### Your assignment
Print the data exactly as written, but leave out each picture.

### Source information
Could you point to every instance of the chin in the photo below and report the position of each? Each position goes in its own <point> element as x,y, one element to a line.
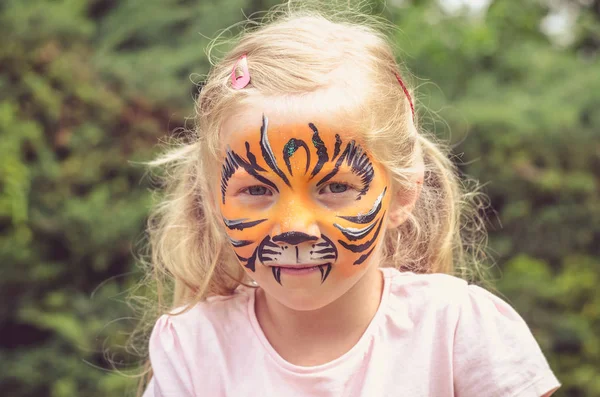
<point>304,300</point>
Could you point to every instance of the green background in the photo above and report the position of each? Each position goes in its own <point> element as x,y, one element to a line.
<point>89,88</point>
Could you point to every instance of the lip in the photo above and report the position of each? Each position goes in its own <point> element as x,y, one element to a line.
<point>295,267</point>
<point>298,270</point>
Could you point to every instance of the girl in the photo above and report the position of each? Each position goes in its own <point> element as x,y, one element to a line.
<point>314,236</point>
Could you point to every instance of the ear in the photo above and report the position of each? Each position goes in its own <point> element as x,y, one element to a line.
<point>404,199</point>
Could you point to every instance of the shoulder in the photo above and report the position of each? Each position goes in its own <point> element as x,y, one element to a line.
<point>420,295</point>
<point>188,343</point>
<point>492,350</point>
<point>202,327</point>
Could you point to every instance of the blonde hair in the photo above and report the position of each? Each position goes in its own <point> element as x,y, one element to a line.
<point>299,52</point>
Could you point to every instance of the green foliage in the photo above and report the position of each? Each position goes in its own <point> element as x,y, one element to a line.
<point>88,87</point>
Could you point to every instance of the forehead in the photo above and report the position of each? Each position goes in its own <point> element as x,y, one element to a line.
<point>285,122</point>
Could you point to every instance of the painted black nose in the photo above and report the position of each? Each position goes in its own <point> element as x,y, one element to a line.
<point>293,238</point>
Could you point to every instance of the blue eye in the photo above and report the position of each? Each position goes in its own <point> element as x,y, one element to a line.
<point>338,188</point>
<point>258,191</point>
<point>335,188</point>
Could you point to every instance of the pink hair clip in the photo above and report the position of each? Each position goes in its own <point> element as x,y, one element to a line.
<point>240,76</point>
<point>412,108</point>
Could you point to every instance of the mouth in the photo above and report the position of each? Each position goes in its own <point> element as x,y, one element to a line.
<point>300,270</point>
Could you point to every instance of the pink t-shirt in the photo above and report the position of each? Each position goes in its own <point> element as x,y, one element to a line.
<point>433,335</point>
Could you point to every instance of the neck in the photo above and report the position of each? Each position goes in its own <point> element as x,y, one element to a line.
<point>344,320</point>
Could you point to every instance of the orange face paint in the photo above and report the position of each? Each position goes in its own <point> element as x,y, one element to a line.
<point>302,198</point>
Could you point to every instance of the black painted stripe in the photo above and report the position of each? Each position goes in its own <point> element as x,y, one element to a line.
<point>322,155</point>
<point>267,152</point>
<point>239,243</point>
<point>369,216</point>
<point>290,148</point>
<point>239,224</point>
<point>353,234</point>
<point>338,144</point>
<point>363,257</point>
<point>365,246</point>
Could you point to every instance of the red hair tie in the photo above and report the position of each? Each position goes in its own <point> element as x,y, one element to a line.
<point>412,108</point>
<point>240,77</point>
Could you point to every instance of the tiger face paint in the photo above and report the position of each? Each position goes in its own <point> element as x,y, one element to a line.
<point>304,203</point>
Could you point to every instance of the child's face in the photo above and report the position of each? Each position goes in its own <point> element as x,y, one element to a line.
<point>304,206</point>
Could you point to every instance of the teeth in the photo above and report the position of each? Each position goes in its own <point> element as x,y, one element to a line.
<point>325,269</point>
<point>277,273</point>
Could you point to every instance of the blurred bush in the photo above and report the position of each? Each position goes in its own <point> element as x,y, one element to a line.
<point>87,88</point>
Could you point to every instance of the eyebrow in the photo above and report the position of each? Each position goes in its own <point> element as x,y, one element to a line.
<point>233,162</point>
<point>356,158</point>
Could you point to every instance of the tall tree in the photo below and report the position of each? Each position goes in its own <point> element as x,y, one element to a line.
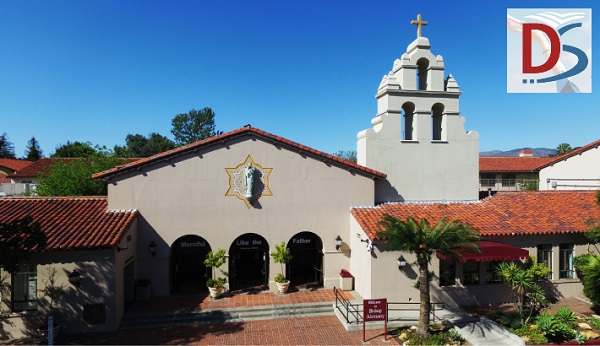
<point>7,149</point>
<point>74,177</point>
<point>18,238</point>
<point>194,126</point>
<point>563,148</point>
<point>140,146</point>
<point>76,149</point>
<point>419,238</point>
<point>33,151</point>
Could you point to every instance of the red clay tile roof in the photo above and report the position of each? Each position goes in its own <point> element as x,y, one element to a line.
<point>244,131</point>
<point>512,164</point>
<point>593,145</point>
<point>15,165</point>
<point>505,214</point>
<point>527,164</point>
<point>71,223</point>
<point>41,165</point>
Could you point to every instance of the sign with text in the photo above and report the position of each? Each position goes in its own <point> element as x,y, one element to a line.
<point>374,310</point>
<point>549,50</point>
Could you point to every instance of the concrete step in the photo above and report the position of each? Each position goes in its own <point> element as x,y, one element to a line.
<point>228,315</point>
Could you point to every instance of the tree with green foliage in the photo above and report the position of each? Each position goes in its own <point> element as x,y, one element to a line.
<point>419,238</point>
<point>33,151</point>
<point>588,270</point>
<point>214,260</point>
<point>523,284</point>
<point>194,126</point>
<point>18,239</point>
<point>139,146</point>
<point>7,149</point>
<point>281,255</point>
<point>563,148</point>
<point>348,155</point>
<point>74,177</point>
<point>76,149</point>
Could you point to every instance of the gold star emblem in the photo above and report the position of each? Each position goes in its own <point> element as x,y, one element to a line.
<point>252,175</point>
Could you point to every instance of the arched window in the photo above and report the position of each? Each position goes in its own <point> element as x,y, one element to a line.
<point>437,120</point>
<point>422,72</point>
<point>408,113</point>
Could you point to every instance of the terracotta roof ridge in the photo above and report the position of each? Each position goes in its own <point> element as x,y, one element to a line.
<point>572,153</point>
<point>121,210</point>
<point>433,202</point>
<point>89,198</point>
<point>233,134</point>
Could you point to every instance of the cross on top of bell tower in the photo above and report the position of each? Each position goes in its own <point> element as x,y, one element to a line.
<point>419,23</point>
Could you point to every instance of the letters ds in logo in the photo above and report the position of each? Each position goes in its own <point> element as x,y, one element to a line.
<point>549,50</point>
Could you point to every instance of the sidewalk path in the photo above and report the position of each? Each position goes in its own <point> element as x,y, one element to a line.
<point>321,330</point>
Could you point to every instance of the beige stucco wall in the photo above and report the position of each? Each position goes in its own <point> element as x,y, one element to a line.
<point>187,196</point>
<point>102,281</point>
<point>570,172</point>
<point>97,286</point>
<point>378,276</point>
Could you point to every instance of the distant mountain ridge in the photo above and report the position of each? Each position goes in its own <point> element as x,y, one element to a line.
<point>537,152</point>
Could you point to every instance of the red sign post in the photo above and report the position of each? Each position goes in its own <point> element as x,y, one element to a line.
<point>374,310</point>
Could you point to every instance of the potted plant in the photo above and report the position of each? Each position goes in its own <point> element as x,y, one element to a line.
<point>215,285</point>
<point>52,292</point>
<point>282,256</point>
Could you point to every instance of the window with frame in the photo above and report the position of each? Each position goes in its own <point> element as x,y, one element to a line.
<point>509,180</point>
<point>545,256</point>
<point>94,313</point>
<point>566,261</point>
<point>492,275</point>
<point>471,273</point>
<point>447,273</point>
<point>24,288</point>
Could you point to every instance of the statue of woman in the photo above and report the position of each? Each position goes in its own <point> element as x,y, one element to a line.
<point>249,179</point>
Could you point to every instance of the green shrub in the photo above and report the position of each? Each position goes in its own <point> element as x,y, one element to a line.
<point>580,261</point>
<point>566,316</point>
<point>455,336</point>
<point>553,329</point>
<point>581,338</point>
<point>510,319</point>
<point>436,339</point>
<point>594,322</point>
<point>547,324</point>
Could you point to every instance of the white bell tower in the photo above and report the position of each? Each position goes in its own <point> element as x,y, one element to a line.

### Task response
Could you point to every instance of the chin in the photo below and report the position of each? Each position goes in its own <point> element as x,y, one element to a line.
<point>304,300</point>
Could you point to every instance of the green background in the photo above and report the position of each? Each position goes in its own <point> element as x,y, one element to a line.
<point>89,88</point>
Could you point to every instance of the lip in the photo above and report the position of each? Each position goes in its own <point> element as x,y, one element to a line.
<point>295,267</point>
<point>298,270</point>
Could you point to every instance of the girl in the photo above and report the position of each? Each position goes in its own <point> element as x,y, one element to a line.
<point>314,236</point>
Could you point to every instance of the ear in the photo above and report the position of each? Each position goes in its own <point> element as x,y, one element to a line.
<point>404,199</point>
Could you point to every instance of the shoulder in the photo above and report the position of each? Each position goes in its own <point> element as x,y, one element to a line.
<point>420,295</point>
<point>188,343</point>
<point>492,350</point>
<point>202,327</point>
Could you point to every instance of the blonde hair in the photo above and report the position of each? Each position goes in its own <point> element as x,y, one element to a line.
<point>299,52</point>
Could you point to every instance of the green foliage in the photo above and report the position of each? Each position goes in its own <point> element as x,y, one element to a line.
<point>88,87</point>
Could you point to every instance of the forehead in the photo above and report the position of each? Each position goes in its own <point> element as x,y, one element to a line.
<point>285,122</point>
Could you point to every instance of the painted black nose in the photo above and report the position of each? Each position goes in its own <point> element as x,y, one element to a line.
<point>293,238</point>
Could you point to every instance of the blue eye in the photo above and report the position of each? Each position goes in its own <point> element as x,y, one element to a line.
<point>338,188</point>
<point>258,191</point>
<point>335,188</point>
Could you point to every instance of the pink hair clip in the photo above and report the position of each? Each position goes in its own <point> element as x,y, one element to a line.
<point>240,76</point>
<point>412,108</point>
Could you point to every instance of the mouth in the photo above and report the position of each? Each position goes in its own <point> element as x,y, one element to a line.
<point>300,270</point>
Could you point to every instance of the pink t-shirt in the photo above and report the position of each? Each position goes in its own <point> element as x,y, one element to a line.
<point>433,335</point>
Could you point to every instance of the neck in the photo above and report the position of each? Each position goes in its own <point> element as x,y, one element to a line.
<point>344,320</point>
Could you point to every instance of the orange face paint in the photo above and report the position of each? Each position goes in its own <point> element as x,y, one element to a line.
<point>302,198</point>
Could you point to every instance of the black painted stripe in the photo above and report the position of each? Each position goes in its own <point> element as x,y, one element to a line.
<point>322,155</point>
<point>267,152</point>
<point>239,243</point>
<point>369,216</point>
<point>290,148</point>
<point>239,224</point>
<point>353,234</point>
<point>338,144</point>
<point>363,257</point>
<point>365,246</point>
Could you point to every instance of the red hair tie in the photo above and report the position of each? Each position goes in its own <point> element as x,y, one element to a line.
<point>412,108</point>
<point>240,77</point>
Could you point to every instance of the tiger face paint in the photo above and report the position of each? Each position goes in its own <point> element as x,y, one element to a line.
<point>304,203</point>
Could you point to every instance of the child's face in the photo above and report the position of each? Each position goes in its own <point> element as x,y, one element to a line.
<point>304,206</point>
Could you point to every instance of the teeth in the photo above and report the position of each? Each position goes in its own <point> element as x,y, one element to a line.
<point>325,269</point>
<point>277,273</point>
Could you point to every instance of the blurred bush in the photo above and report the position of each? Each position goes in its own <point> element as x,y, one element to a line.
<point>87,88</point>
Could you point to every instance of the eyebrow in the photo above and report the position of each? Each position goes in its own <point> element as x,y, one element to a line.
<point>233,162</point>
<point>356,158</point>
Could you point to every instance of the tall tree in the photo below and report the position of each? Each position goes in its own <point> element as x,y, one element to a line.
<point>7,149</point>
<point>74,177</point>
<point>18,238</point>
<point>194,126</point>
<point>563,148</point>
<point>140,146</point>
<point>76,149</point>
<point>419,238</point>
<point>33,151</point>
Could you point to every instance of the red clay tile roof in the photo above and report the position of each? Each position goes in its own <point> element as x,y, one element to a line.
<point>244,131</point>
<point>512,164</point>
<point>593,145</point>
<point>15,165</point>
<point>505,214</point>
<point>527,164</point>
<point>71,223</point>
<point>41,165</point>
Could you point to every instance of the sign with text in the photo above and report the position of each? Each position goes in its own <point> element as x,y, one element to a line.
<point>374,310</point>
<point>549,50</point>
Could you point to every instance of the concrete step in the photo above and report the position of each? Each position goes in its own <point> element as x,y, one element to a line.
<point>228,315</point>
Could you point to every instance of the tree with green foliage in the photo above and report the position of each? Each position goes in its own <point> element as x,y, one element to a line.
<point>419,238</point>
<point>33,151</point>
<point>588,270</point>
<point>214,260</point>
<point>523,284</point>
<point>194,126</point>
<point>18,239</point>
<point>139,146</point>
<point>7,149</point>
<point>281,255</point>
<point>563,148</point>
<point>348,155</point>
<point>74,177</point>
<point>76,149</point>
Could you point to every instance of the gold star emblem in the photo above and report the position of each? Each position goes in its own <point> element as x,y, one element to a line.
<point>252,175</point>
Could you point to every instance of the arched window in the photo above and report the position of each? Each position goes in its own <point> element as x,y, one element to a line.
<point>437,120</point>
<point>422,72</point>
<point>408,113</point>
Could you point to every instance of the terracotta roof ridge in the photo above and report the position of each? Each position goes in its own <point> element as x,y, one element to a line.
<point>572,153</point>
<point>121,210</point>
<point>433,202</point>
<point>89,198</point>
<point>233,134</point>
Could you point to every instance of the cross on top of bell tower in the photo above and report the position of each? Each position goes in its own <point> element as x,y, one element to a line.
<point>419,23</point>
Could you point to every instance of the letters ds in logo in the photo above and report the position of each? Each position goes in its own <point> element as x,y, one element to a line.
<point>549,50</point>
Could you point to every instance of the sidewalk path in the photo above and report the position of each? Each position goes in its own <point> element as x,y, one element to a line.
<point>321,330</point>
Could you point to every instance of the beige stucco wall in the photo above and report the position of each? Each position goes in its own <point> element as x,y, one element to a line.
<point>187,196</point>
<point>102,281</point>
<point>570,172</point>
<point>97,286</point>
<point>378,276</point>
Could you point to every instance of the distant mountain ridge in the photo above and report the position of each? Each position goes in its own <point> element as x,y, one element to a line.
<point>537,152</point>
Could you point to every instance of the red sign post in the photo above and report the position of each? Each position goes in its own <point> element as x,y, one element to a line.
<point>374,310</point>
Could you point to every instance of the potted plant in the photo above and report the position of each? Each position goes in its own <point> element as x,y, one element to a line.
<point>215,285</point>
<point>52,292</point>
<point>282,256</point>
Could you point to every instance of the window with frame in the photo above and report the position of each? Each position goes in its own <point> element as x,y, one element to a line.
<point>509,180</point>
<point>545,256</point>
<point>94,313</point>
<point>566,261</point>
<point>492,275</point>
<point>471,273</point>
<point>447,273</point>
<point>24,288</point>
Could you point to every instance of the statue of woman in the photo above and report the position of each? Each position goes in its own <point> element as x,y, one element to a line.
<point>249,179</point>
Could you point to every instance of the green shrub in the photo above and report the position of each? Each position goes in its own <point> element as x,y, one element to a line.
<point>580,261</point>
<point>566,316</point>
<point>455,336</point>
<point>553,329</point>
<point>581,338</point>
<point>510,319</point>
<point>436,339</point>
<point>594,322</point>
<point>547,324</point>
Could you point to every instance of the white bell tower in the photo above and report the position of each? Each position goes in its own <point> element as x,y, one element to a line.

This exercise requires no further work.